───── Entries shown

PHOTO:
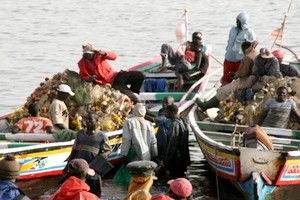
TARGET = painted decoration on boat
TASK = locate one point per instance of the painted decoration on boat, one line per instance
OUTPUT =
(225, 164)
(290, 173)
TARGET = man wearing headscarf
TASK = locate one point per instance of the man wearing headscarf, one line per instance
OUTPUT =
(190, 55)
(237, 35)
(285, 69)
(138, 136)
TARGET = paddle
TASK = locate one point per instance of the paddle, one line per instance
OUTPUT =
(282, 25)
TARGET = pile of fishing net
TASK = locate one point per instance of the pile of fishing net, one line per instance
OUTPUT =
(247, 112)
(111, 105)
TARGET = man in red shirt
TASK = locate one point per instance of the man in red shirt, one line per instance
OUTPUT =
(94, 67)
(34, 123)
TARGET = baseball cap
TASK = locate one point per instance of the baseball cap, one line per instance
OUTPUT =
(278, 53)
(265, 53)
(80, 166)
(88, 48)
(181, 187)
(65, 88)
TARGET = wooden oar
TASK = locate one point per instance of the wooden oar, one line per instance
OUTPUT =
(197, 83)
(290, 50)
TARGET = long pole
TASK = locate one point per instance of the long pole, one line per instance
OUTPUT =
(186, 24)
(282, 25)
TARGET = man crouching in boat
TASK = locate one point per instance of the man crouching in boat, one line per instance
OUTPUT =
(93, 146)
(277, 112)
(93, 67)
(187, 54)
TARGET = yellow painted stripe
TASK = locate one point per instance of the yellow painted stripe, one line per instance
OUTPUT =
(45, 153)
(293, 162)
(222, 154)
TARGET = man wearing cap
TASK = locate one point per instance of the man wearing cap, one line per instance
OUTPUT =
(93, 67)
(33, 124)
(265, 69)
(237, 35)
(75, 187)
(285, 69)
(9, 172)
(58, 111)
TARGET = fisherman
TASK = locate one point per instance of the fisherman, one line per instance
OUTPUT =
(9, 172)
(93, 67)
(240, 77)
(187, 54)
(142, 176)
(138, 136)
(75, 187)
(286, 70)
(34, 123)
(177, 156)
(58, 111)
(237, 35)
(93, 146)
(277, 112)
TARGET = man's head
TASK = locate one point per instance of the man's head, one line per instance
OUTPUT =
(171, 111)
(281, 93)
(79, 168)
(64, 91)
(91, 120)
(139, 110)
(33, 109)
(242, 20)
(9, 168)
(279, 54)
(180, 188)
(245, 45)
(88, 51)
(168, 100)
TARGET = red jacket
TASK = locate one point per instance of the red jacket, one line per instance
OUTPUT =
(74, 189)
(99, 67)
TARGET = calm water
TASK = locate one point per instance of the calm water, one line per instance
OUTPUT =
(40, 38)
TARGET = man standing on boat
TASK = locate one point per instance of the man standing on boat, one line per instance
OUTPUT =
(277, 112)
(237, 35)
(187, 54)
(177, 156)
(34, 123)
(92, 145)
(240, 77)
(93, 67)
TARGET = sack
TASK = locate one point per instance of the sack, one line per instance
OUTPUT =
(122, 175)
(101, 165)
(192, 74)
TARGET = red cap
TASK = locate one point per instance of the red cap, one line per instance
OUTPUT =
(161, 197)
(181, 187)
(278, 53)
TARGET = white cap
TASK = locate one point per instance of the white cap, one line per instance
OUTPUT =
(65, 88)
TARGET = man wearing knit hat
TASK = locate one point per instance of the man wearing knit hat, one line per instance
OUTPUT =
(285, 69)
(9, 172)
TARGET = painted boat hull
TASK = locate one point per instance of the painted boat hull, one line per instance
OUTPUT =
(257, 173)
(48, 159)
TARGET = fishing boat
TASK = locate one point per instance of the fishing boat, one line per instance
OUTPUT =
(38, 159)
(262, 162)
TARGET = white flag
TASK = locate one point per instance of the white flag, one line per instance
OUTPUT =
(181, 29)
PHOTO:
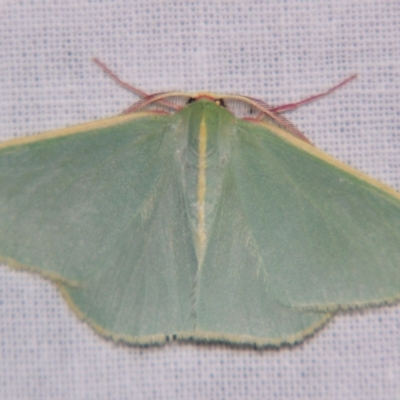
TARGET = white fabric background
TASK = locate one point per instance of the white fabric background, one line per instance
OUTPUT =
(279, 51)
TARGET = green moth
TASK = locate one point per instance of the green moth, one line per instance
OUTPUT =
(198, 225)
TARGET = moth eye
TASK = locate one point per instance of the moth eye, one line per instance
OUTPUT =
(220, 102)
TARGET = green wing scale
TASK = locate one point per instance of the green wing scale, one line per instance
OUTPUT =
(197, 226)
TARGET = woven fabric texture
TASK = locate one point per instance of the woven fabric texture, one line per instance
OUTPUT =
(279, 51)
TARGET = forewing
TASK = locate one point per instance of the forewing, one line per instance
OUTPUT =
(235, 299)
(326, 235)
(102, 212)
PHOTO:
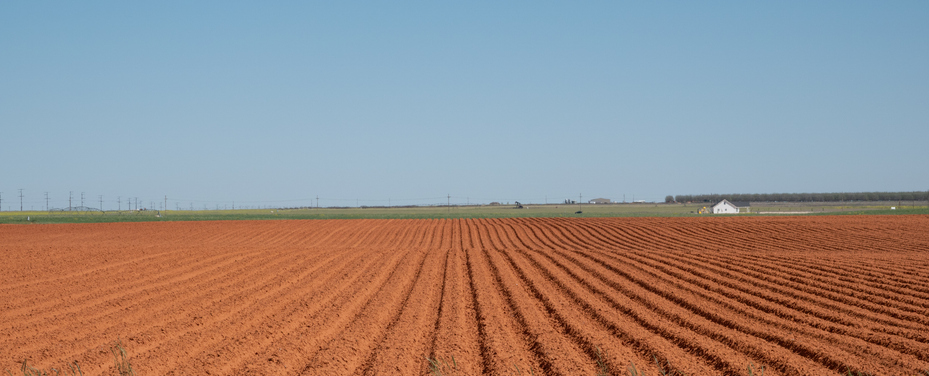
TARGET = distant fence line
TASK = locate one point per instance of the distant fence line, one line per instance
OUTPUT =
(807, 197)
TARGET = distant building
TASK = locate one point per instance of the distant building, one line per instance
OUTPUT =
(727, 207)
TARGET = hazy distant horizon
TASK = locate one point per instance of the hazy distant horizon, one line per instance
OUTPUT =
(259, 104)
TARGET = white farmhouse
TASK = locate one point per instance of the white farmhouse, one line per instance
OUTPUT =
(726, 207)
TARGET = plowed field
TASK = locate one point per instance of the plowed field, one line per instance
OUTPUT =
(707, 296)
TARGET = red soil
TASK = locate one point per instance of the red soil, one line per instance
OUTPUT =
(800, 295)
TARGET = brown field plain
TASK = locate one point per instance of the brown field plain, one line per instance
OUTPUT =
(556, 296)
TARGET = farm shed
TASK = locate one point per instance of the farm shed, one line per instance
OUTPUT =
(726, 207)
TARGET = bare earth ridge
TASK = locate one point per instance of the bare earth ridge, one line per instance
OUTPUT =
(709, 296)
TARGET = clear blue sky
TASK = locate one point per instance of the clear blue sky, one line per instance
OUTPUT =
(272, 104)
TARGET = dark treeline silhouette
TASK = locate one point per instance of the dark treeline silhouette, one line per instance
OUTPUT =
(806, 197)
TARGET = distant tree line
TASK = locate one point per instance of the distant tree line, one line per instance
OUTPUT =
(805, 197)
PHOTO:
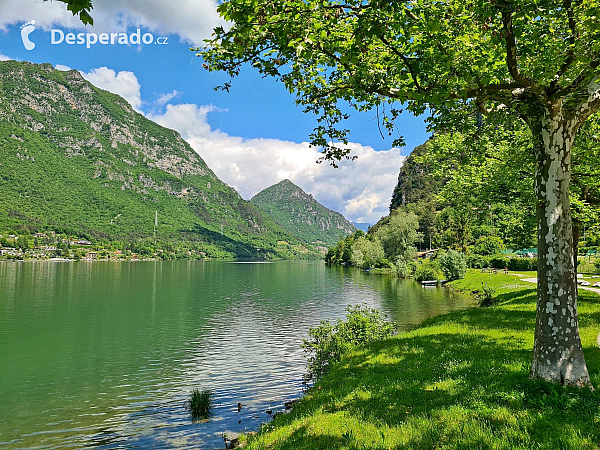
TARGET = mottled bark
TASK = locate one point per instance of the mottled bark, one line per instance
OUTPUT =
(576, 235)
(557, 353)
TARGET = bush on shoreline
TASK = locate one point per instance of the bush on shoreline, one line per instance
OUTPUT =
(328, 342)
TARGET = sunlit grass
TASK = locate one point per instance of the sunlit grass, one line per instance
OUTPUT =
(458, 381)
(199, 404)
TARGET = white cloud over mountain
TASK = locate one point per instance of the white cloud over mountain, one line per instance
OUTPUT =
(360, 189)
(191, 21)
(124, 83)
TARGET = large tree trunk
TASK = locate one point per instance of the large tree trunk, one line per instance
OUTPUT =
(576, 236)
(557, 351)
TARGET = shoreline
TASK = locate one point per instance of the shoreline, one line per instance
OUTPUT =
(389, 395)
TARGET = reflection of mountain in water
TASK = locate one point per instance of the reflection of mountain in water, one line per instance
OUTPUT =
(113, 349)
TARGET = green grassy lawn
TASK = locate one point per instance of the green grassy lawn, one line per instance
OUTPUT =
(458, 381)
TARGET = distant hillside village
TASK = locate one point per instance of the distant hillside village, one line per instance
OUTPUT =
(59, 247)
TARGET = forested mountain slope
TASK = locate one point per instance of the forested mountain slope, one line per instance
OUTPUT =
(302, 215)
(79, 160)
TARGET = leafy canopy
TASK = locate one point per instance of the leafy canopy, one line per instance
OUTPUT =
(394, 55)
(81, 8)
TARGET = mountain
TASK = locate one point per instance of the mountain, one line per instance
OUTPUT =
(79, 160)
(415, 181)
(362, 226)
(303, 216)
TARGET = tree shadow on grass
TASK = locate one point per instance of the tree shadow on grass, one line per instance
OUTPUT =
(468, 390)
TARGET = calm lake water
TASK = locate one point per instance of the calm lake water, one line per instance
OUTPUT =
(105, 354)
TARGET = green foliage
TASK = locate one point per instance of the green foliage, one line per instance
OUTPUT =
(427, 270)
(367, 253)
(487, 296)
(81, 8)
(301, 215)
(412, 56)
(399, 234)
(453, 265)
(488, 245)
(470, 366)
(477, 261)
(403, 268)
(70, 170)
(327, 343)
(199, 405)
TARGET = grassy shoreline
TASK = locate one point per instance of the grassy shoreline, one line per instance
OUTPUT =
(458, 381)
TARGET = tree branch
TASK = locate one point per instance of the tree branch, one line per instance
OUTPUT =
(571, 50)
(404, 59)
(511, 52)
(590, 103)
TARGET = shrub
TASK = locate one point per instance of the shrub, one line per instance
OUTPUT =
(403, 270)
(487, 296)
(488, 245)
(453, 265)
(199, 404)
(427, 270)
(499, 262)
(477, 261)
(327, 343)
(522, 264)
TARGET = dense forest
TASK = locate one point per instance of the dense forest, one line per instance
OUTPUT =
(78, 161)
(471, 191)
(302, 215)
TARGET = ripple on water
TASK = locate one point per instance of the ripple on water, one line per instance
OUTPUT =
(112, 351)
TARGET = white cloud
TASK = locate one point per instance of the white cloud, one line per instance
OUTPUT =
(360, 189)
(166, 98)
(123, 83)
(192, 21)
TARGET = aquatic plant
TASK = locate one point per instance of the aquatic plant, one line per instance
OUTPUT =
(200, 404)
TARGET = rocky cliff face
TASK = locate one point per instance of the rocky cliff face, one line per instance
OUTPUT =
(74, 157)
(302, 215)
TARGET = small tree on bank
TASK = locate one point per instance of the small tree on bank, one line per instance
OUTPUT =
(536, 60)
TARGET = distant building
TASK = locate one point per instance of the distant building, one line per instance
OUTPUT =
(81, 242)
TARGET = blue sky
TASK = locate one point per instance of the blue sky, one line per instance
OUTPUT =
(257, 117)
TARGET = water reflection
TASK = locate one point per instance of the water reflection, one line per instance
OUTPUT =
(105, 354)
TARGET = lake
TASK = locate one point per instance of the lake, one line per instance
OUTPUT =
(106, 353)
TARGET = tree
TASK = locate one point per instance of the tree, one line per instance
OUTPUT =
(399, 234)
(367, 253)
(538, 61)
(81, 8)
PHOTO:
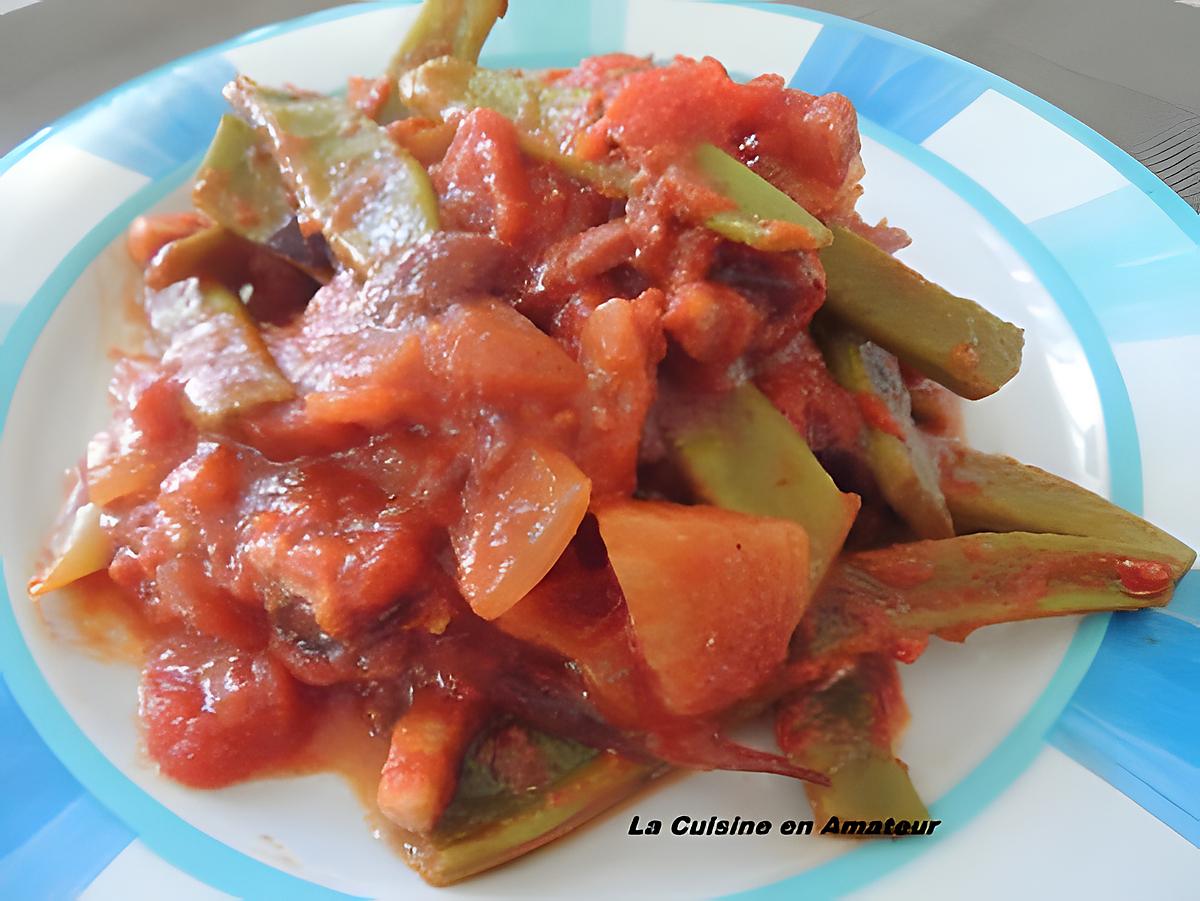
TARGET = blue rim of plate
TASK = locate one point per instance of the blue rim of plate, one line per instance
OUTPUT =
(210, 860)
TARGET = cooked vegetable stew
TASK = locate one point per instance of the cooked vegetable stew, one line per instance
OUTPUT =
(539, 427)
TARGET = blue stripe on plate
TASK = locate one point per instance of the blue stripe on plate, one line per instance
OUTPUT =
(899, 86)
(1141, 280)
(551, 34)
(1135, 719)
(157, 125)
(46, 811)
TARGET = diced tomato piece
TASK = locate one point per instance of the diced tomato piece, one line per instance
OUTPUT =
(621, 346)
(496, 355)
(481, 182)
(150, 234)
(215, 715)
(427, 745)
(713, 595)
(521, 514)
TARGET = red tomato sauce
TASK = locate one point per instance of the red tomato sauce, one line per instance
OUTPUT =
(357, 540)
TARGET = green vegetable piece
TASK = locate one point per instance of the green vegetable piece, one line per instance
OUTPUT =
(209, 335)
(891, 600)
(550, 114)
(239, 184)
(447, 28)
(897, 452)
(766, 217)
(847, 730)
(952, 340)
(483, 829)
(989, 492)
(370, 197)
(742, 454)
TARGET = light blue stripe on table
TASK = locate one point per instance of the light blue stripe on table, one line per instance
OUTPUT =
(46, 811)
(157, 124)
(900, 86)
(1135, 718)
(1140, 274)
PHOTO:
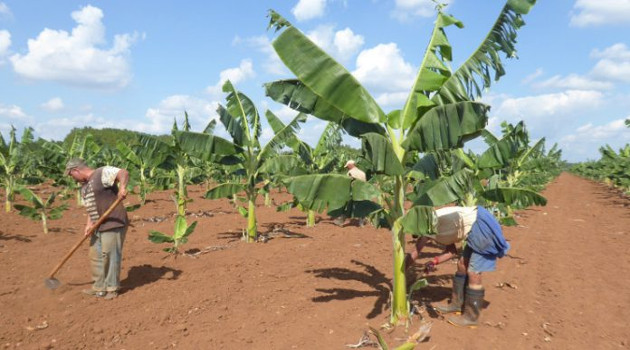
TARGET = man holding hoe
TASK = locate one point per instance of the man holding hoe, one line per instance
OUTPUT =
(99, 192)
(483, 238)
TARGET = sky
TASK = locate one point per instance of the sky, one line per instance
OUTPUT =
(140, 64)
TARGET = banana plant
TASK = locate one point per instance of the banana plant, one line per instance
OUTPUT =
(146, 156)
(322, 159)
(242, 121)
(180, 235)
(440, 113)
(13, 163)
(40, 210)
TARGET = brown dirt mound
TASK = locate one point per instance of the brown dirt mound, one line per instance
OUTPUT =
(563, 285)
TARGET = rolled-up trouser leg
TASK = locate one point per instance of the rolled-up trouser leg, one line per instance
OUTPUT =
(457, 297)
(106, 259)
(96, 262)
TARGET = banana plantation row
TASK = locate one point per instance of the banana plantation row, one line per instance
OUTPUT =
(413, 156)
(613, 168)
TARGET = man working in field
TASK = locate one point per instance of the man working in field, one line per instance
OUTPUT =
(484, 243)
(99, 192)
(356, 174)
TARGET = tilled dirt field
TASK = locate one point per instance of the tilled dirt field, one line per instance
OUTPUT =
(564, 284)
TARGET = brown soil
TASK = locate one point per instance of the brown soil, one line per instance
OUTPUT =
(564, 284)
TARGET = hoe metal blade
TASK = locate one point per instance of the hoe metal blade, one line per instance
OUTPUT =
(52, 283)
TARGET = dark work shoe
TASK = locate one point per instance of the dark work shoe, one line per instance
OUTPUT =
(94, 293)
(110, 295)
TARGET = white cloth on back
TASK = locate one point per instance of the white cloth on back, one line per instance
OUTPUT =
(454, 224)
(356, 173)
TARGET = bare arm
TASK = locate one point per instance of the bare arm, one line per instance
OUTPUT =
(122, 177)
(88, 226)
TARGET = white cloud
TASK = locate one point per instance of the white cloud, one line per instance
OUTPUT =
(613, 66)
(236, 75)
(76, 58)
(347, 43)
(528, 79)
(4, 10)
(12, 112)
(574, 81)
(548, 105)
(585, 141)
(200, 112)
(546, 115)
(5, 43)
(341, 45)
(272, 64)
(600, 12)
(58, 128)
(309, 9)
(53, 105)
(407, 9)
(614, 63)
(383, 69)
(392, 99)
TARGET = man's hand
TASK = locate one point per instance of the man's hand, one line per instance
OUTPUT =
(88, 229)
(429, 267)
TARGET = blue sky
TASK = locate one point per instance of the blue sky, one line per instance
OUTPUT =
(139, 64)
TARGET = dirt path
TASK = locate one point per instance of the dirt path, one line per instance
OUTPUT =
(317, 288)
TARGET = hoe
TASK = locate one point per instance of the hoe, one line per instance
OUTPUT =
(51, 282)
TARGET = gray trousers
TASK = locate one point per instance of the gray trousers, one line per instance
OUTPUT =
(106, 258)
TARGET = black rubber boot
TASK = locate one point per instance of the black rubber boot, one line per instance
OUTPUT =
(472, 309)
(457, 298)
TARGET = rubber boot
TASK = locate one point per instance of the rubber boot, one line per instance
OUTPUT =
(457, 298)
(472, 309)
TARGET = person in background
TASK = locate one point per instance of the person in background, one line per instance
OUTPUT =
(481, 233)
(99, 189)
(357, 174)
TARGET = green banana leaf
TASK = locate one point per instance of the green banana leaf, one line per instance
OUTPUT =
(225, 190)
(322, 74)
(332, 191)
(474, 75)
(419, 221)
(445, 127)
(445, 190)
(159, 237)
(518, 197)
(434, 71)
(242, 108)
(205, 146)
(281, 165)
(379, 152)
(299, 97)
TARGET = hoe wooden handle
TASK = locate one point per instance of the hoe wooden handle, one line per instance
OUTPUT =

──────────

Instruction: Repeat exactly, and only, the lines from the line with "TARGET = dirt path" through the end of the listing above, both ends included.

Answer for this exercise:
TARGET = dirt path
TASK = locate one point per instance of the dirt path, one line per instance
OUTPUT =
(317, 288)
TARGET = hoe
TASK = locate one point per instance of the hoe, one line per instance
OUTPUT =
(51, 282)
TARGET = gray trousers
TASK = locate one point per instance of the gray trousers, one line per instance
OUTPUT =
(106, 258)
TARGET = black rubber boot
TASK = locate one point per instance of the black rubber boot, one line per instance
OUTPUT =
(472, 309)
(457, 298)
TARGET = rubber boot
TASK = locate one point per instance of the rubber boot, one line per instance
OUTPUT =
(457, 298)
(472, 309)
TARGET = person in background
TASK = locate one point per instance of the person in background, one line per instance
OUTPUT =
(481, 233)
(99, 189)
(357, 174)
TARGET = green banana leaf
TASK = locate one point per instance of the green banana leaf, one line per instance
OUTPUT =
(225, 190)
(322, 74)
(332, 191)
(474, 75)
(419, 221)
(445, 127)
(445, 190)
(159, 237)
(518, 197)
(434, 71)
(242, 108)
(205, 146)
(281, 165)
(379, 152)
(299, 97)
TARGET = hoe wooden handle
TASK = locate one point per instance of the hoe wooden handle, one line per instance
OUTPUT =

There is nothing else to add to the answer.